>> START DATA SECTION

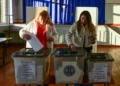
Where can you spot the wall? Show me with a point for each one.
(105, 35)
(112, 11)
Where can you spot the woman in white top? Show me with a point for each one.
(82, 34)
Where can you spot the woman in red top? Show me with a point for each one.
(43, 28)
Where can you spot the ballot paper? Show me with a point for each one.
(35, 43)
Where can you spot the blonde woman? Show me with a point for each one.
(43, 28)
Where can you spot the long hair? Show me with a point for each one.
(44, 14)
(89, 23)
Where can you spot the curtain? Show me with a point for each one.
(64, 11)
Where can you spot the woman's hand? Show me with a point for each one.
(27, 36)
(73, 47)
(50, 39)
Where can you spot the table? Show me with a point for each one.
(4, 49)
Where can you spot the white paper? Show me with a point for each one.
(100, 72)
(27, 70)
(35, 43)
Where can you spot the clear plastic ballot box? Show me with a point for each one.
(69, 65)
(30, 66)
(100, 67)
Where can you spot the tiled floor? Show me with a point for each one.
(7, 74)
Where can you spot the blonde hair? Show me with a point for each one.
(44, 14)
(89, 25)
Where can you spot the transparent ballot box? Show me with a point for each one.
(69, 65)
(100, 67)
(30, 66)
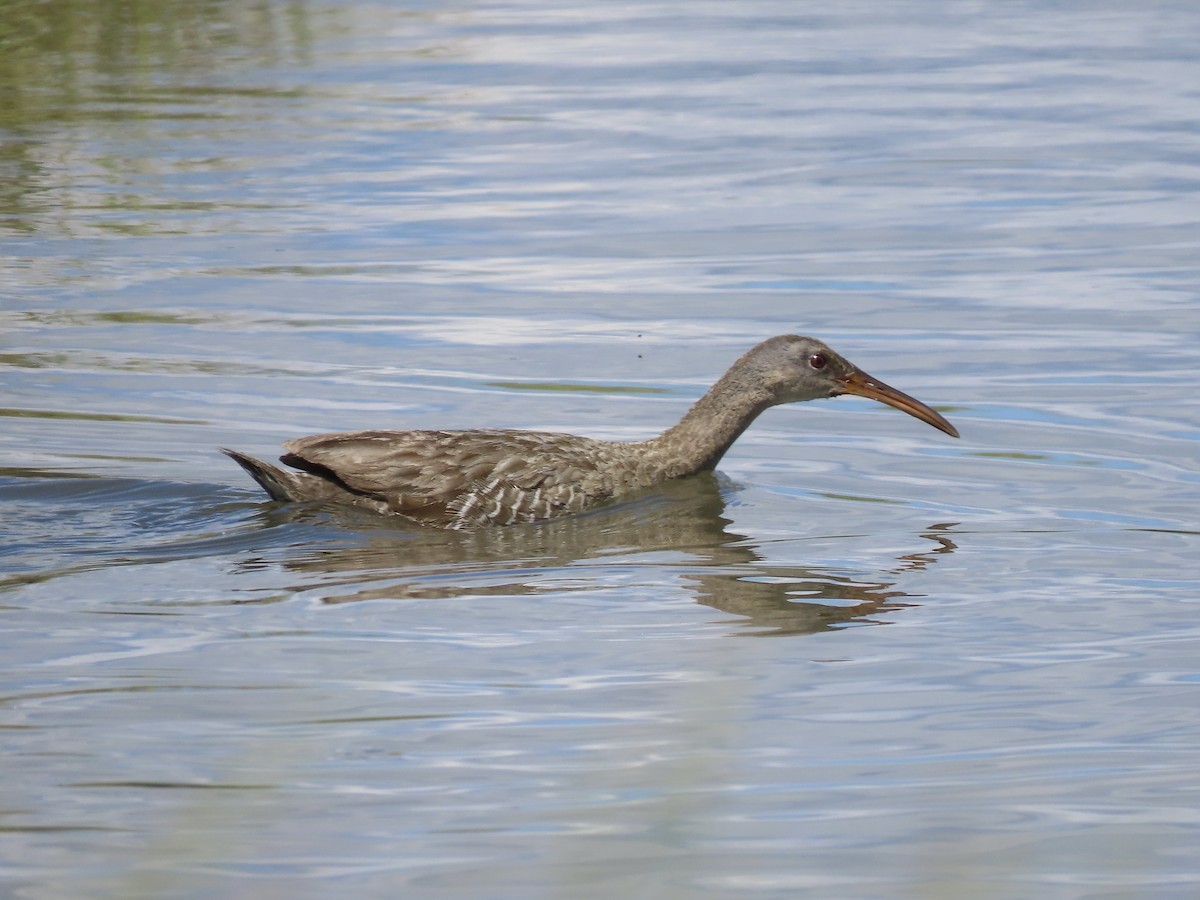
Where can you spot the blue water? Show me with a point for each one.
(864, 661)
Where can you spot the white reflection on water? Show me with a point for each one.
(229, 226)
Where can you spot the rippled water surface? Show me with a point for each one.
(865, 660)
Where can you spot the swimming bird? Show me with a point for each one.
(490, 477)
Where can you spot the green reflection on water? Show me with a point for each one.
(573, 388)
(93, 417)
(75, 72)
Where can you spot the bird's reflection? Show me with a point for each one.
(678, 527)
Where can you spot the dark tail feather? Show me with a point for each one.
(279, 484)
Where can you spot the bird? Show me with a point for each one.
(469, 479)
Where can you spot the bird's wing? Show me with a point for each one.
(455, 479)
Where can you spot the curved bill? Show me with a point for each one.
(862, 384)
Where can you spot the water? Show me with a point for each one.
(865, 661)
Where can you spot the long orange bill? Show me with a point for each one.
(862, 384)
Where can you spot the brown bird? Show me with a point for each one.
(467, 479)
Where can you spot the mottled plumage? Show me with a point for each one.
(467, 479)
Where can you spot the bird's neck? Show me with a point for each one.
(701, 438)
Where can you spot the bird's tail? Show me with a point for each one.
(279, 484)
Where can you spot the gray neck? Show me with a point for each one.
(701, 438)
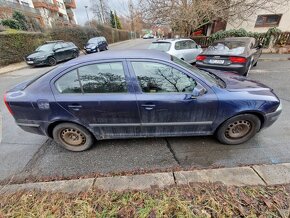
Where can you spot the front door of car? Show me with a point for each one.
(99, 97)
(166, 101)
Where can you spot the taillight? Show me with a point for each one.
(7, 104)
(238, 60)
(200, 57)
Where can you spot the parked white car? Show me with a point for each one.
(185, 49)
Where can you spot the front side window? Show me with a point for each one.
(160, 78)
(94, 78)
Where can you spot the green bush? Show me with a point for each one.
(11, 23)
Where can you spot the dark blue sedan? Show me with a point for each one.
(140, 93)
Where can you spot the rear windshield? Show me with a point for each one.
(234, 47)
(161, 46)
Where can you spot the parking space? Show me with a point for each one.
(24, 155)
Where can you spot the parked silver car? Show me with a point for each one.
(185, 49)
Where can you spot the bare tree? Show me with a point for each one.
(186, 15)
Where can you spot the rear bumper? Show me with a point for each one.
(237, 68)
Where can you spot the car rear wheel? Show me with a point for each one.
(73, 137)
(52, 61)
(238, 129)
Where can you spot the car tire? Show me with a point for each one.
(73, 137)
(238, 129)
(51, 61)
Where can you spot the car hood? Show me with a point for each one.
(235, 82)
(38, 54)
(91, 45)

>> END DATA SECTION

* [THE PROBLEM]: Reproduce each entry precisely, dropping only the pictures.

* [RESPONSE]:
Where can you spot the wall? Show me with a point for each one.
(105, 35)
(112, 11)
Where can you spot the woman in white top? Show me with a point for each one.
(82, 34)
Where can you spot the woman in red top? Show me with a point for each one.
(43, 28)
Where can you spot the ballot paper? Show me with a point for each one.
(35, 43)
Where can you spot the blonde woman? Show me with a point for each one.
(43, 28)
Where can you spot the long hair? Show me with a point for each one.
(44, 14)
(89, 23)
Where can you spot the curtain? Show me with a point for each one.
(64, 11)
Where can you spot the woman's hand? Show me with a point for each one.
(27, 36)
(73, 47)
(50, 39)
Where can you spot the table? Show me with a point for each one.
(4, 49)
Where can you spot the white paper? Show me with a point for each one.
(100, 72)
(27, 70)
(35, 43)
Where can you spot the clear plastic ballot box? Show me with a point for each one.
(69, 65)
(30, 66)
(100, 67)
Where can you spot the tiled floor? Show me with a point for each one.
(7, 74)
Where can you spot the blonde hair? Show me with a point for each one.
(44, 14)
(89, 25)
Where can you spot the transparent ballot box? Show me with a point for each one.
(69, 65)
(100, 67)
(30, 66)
Where can you spot the blue water? Show me with a point for each one.
(864, 661)
Where can you spot the white reflection on water? Show me with a point for each one.
(229, 226)
Where can you spot the rippled water surface? Show me with a point for each one.
(865, 660)
Where can you spot the swimming bird? Show me with a point for each one.
(490, 477)
Where can you spot the green reflection on water? Show me with a point for each one.
(573, 388)
(93, 417)
(75, 72)
Where can you spot the bird's reflection? Show me with a point for each one.
(678, 527)
Where can you spot the dark tail feather? Show me with a point for each one.
(279, 484)
Where can you spot the bird? Show me with a point for each one.
(469, 479)
Where can you spot the bird's wing? Show me with a point for each one.
(455, 479)
Where can you spot the curved bill? Show me with a point for each one.
(862, 384)
Where can you spot the water? Show me with a point for each one.
(865, 661)
Where can you spot the long orange bill? Show me with a point for each one.
(862, 384)
Where can you spot the brown bird? Show me with a point for each one.
(467, 479)
Where can you spot the mottled plumage? Show me with a point for each one.
(467, 479)
Where can you spot the bird's neck? Show me with a point for each one.
(701, 438)
Where can you spot the bird's tail? Show me with a point for each one.
(279, 484)
Where can you spot the gray neck? Show me with a point for each one.
(701, 438)
Where can you spot the front door of car? Show me with a point for each one.
(99, 97)
(166, 101)
Where can you spot the taillight? Show me with a point for each one.
(7, 104)
(238, 60)
(200, 57)
Where can you spot the parked white car? Show me with a point for each one.
(185, 49)
Where can you spot the front side window? Show me with a point for each one.
(160, 78)
(94, 78)
Where can you spot the green bush? Show me with a point for each one.
(11, 23)
Where can you spot the dark blue sedan? Show me with a point for each one.
(140, 93)
Where can you spot the rear windshield? Show me with a point for each one.
(234, 47)
(161, 46)
Where can you spot the parking space? Show me with a point for each one.
(24, 155)
Where can you spot the parked silver car? Show me with a point for each one.
(185, 49)
Where can you spot the bare tree? Show me with a point for each one.
(186, 15)
Where can you spot the rear bumper? Show me with a point for each one.
(237, 68)
Where can you spot the car rear wheel? Show me with a point for each one.
(73, 137)
(52, 61)
(238, 129)
Where can you spot the car tire? Show me with a point for each one.
(73, 137)
(238, 129)
(51, 61)
Where can you spot the car hood? Show me with a point for each one.
(235, 82)
(38, 54)
(91, 45)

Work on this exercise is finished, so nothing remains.